Görev ayrıntıları:
Lütfen aşağıdaki kayıtlarda "baseboard" kelimesini içeren her satırı seçip kopyalayın. Büyük ve küçük harf ayrımı dikkate alınmalıdır.

Kayıtlar:
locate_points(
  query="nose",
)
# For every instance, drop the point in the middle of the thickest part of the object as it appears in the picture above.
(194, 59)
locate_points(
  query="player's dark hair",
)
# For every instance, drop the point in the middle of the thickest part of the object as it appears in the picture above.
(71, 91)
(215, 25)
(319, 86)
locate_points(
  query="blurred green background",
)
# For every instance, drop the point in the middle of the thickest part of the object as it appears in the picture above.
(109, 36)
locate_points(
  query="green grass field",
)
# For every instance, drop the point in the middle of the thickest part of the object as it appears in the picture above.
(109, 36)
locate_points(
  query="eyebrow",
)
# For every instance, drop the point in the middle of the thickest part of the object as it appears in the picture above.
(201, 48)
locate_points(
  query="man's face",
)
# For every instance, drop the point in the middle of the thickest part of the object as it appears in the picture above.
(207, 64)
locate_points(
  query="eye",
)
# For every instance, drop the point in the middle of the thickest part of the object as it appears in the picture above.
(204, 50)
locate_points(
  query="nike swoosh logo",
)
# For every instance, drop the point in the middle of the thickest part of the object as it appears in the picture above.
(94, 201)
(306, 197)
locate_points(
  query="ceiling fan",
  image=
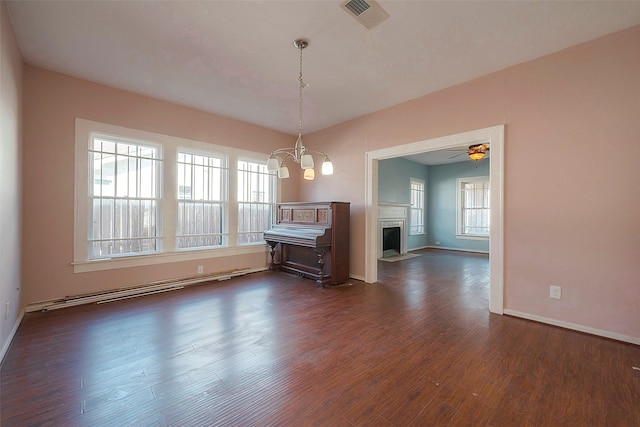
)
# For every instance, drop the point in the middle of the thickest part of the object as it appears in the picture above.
(475, 152)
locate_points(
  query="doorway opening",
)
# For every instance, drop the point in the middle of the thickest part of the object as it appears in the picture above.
(492, 135)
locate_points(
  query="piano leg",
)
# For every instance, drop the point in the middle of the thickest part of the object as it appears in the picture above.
(321, 267)
(272, 252)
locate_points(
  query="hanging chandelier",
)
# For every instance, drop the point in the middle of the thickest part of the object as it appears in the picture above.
(299, 153)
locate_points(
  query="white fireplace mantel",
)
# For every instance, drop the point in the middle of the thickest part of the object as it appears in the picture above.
(393, 215)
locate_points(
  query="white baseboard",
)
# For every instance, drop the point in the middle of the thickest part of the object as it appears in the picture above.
(135, 291)
(457, 249)
(573, 326)
(7, 343)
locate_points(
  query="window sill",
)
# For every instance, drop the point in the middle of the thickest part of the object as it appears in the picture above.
(161, 258)
(471, 237)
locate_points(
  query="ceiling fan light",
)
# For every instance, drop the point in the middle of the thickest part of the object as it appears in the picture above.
(309, 174)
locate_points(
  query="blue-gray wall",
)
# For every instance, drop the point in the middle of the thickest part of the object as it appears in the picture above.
(393, 187)
(440, 198)
(442, 204)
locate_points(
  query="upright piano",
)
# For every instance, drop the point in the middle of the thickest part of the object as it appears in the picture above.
(311, 240)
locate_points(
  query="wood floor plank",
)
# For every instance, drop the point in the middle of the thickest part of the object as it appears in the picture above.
(418, 348)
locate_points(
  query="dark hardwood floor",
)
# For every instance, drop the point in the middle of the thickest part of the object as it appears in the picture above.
(418, 348)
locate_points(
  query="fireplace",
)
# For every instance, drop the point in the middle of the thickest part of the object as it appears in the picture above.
(391, 241)
(392, 237)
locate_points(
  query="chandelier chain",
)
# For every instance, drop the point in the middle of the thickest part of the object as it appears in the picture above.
(301, 84)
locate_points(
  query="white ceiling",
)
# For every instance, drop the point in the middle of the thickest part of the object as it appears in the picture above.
(237, 59)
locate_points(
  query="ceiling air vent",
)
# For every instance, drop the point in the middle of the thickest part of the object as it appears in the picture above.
(368, 13)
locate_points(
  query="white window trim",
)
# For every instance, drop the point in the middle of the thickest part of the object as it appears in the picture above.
(423, 209)
(459, 225)
(167, 216)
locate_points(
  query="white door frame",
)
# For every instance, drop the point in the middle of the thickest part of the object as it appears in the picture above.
(493, 135)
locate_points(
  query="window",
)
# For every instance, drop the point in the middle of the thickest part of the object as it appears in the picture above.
(416, 225)
(201, 201)
(144, 198)
(473, 207)
(256, 187)
(124, 195)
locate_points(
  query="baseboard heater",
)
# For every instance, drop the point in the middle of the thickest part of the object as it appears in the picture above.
(135, 291)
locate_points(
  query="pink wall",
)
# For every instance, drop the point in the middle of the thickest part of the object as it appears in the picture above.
(52, 102)
(10, 170)
(571, 204)
(571, 215)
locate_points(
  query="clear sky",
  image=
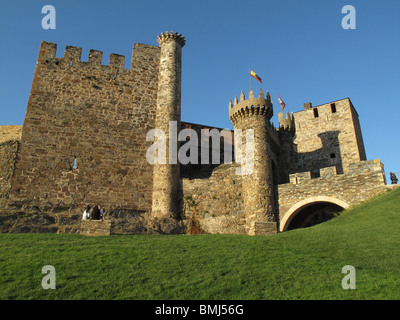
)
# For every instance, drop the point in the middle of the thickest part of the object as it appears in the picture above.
(298, 48)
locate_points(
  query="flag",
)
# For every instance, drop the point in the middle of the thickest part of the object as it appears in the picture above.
(281, 102)
(253, 74)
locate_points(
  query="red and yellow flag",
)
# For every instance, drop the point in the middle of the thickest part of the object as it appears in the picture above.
(281, 102)
(253, 74)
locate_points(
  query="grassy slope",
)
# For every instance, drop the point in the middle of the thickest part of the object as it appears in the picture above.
(299, 264)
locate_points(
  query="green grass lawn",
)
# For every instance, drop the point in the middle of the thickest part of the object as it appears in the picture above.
(298, 264)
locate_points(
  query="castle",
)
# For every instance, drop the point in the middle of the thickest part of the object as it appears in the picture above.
(84, 141)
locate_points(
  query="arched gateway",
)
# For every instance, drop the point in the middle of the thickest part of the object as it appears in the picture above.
(311, 211)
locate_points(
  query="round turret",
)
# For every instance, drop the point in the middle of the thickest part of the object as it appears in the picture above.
(253, 106)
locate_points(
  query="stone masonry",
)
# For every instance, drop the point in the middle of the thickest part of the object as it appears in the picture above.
(85, 141)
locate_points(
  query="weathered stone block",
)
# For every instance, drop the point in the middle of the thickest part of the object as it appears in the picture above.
(95, 228)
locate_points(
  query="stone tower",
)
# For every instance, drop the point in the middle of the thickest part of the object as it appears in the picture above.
(166, 176)
(286, 133)
(258, 189)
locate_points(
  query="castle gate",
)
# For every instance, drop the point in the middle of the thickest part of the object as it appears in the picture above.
(311, 211)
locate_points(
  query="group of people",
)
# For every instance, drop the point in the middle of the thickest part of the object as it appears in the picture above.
(97, 213)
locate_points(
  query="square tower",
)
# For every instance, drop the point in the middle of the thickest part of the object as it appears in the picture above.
(328, 135)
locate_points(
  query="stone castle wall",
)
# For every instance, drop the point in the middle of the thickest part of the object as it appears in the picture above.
(10, 133)
(328, 135)
(8, 155)
(84, 135)
(219, 200)
(363, 181)
(83, 142)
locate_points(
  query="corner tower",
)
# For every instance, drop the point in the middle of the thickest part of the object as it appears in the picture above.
(166, 176)
(258, 190)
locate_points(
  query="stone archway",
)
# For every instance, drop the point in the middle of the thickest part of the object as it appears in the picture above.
(310, 207)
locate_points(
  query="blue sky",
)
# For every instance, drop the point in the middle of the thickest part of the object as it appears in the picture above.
(298, 48)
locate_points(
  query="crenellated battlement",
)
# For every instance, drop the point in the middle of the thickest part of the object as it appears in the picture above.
(171, 35)
(287, 123)
(251, 106)
(72, 55)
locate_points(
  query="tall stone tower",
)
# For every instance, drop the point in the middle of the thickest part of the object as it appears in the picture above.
(258, 190)
(166, 176)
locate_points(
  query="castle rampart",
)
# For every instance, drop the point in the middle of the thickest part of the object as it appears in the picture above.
(84, 141)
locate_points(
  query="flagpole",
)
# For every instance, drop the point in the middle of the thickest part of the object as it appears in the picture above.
(250, 77)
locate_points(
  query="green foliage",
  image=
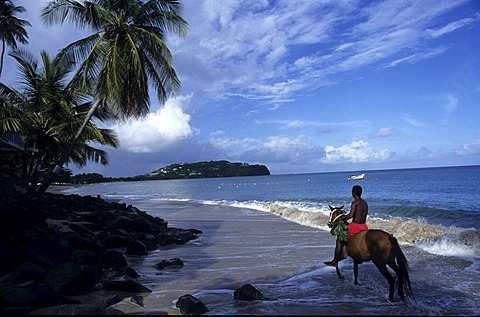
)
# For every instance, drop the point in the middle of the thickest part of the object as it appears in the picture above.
(87, 178)
(181, 171)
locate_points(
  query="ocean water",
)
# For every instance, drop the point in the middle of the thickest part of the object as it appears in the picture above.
(271, 231)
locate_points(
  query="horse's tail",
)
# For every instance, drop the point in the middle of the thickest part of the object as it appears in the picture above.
(403, 265)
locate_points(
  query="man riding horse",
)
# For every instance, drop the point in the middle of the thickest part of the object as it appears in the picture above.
(359, 212)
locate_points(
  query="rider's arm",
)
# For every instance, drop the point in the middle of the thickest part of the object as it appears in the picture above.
(350, 214)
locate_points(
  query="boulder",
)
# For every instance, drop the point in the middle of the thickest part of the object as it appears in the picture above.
(175, 262)
(248, 292)
(190, 305)
(71, 279)
(125, 284)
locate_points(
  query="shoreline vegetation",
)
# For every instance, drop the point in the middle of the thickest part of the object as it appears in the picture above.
(204, 169)
(68, 254)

Sorunun yanıtı:
  query="white baseboard",
  query="baseboard heater",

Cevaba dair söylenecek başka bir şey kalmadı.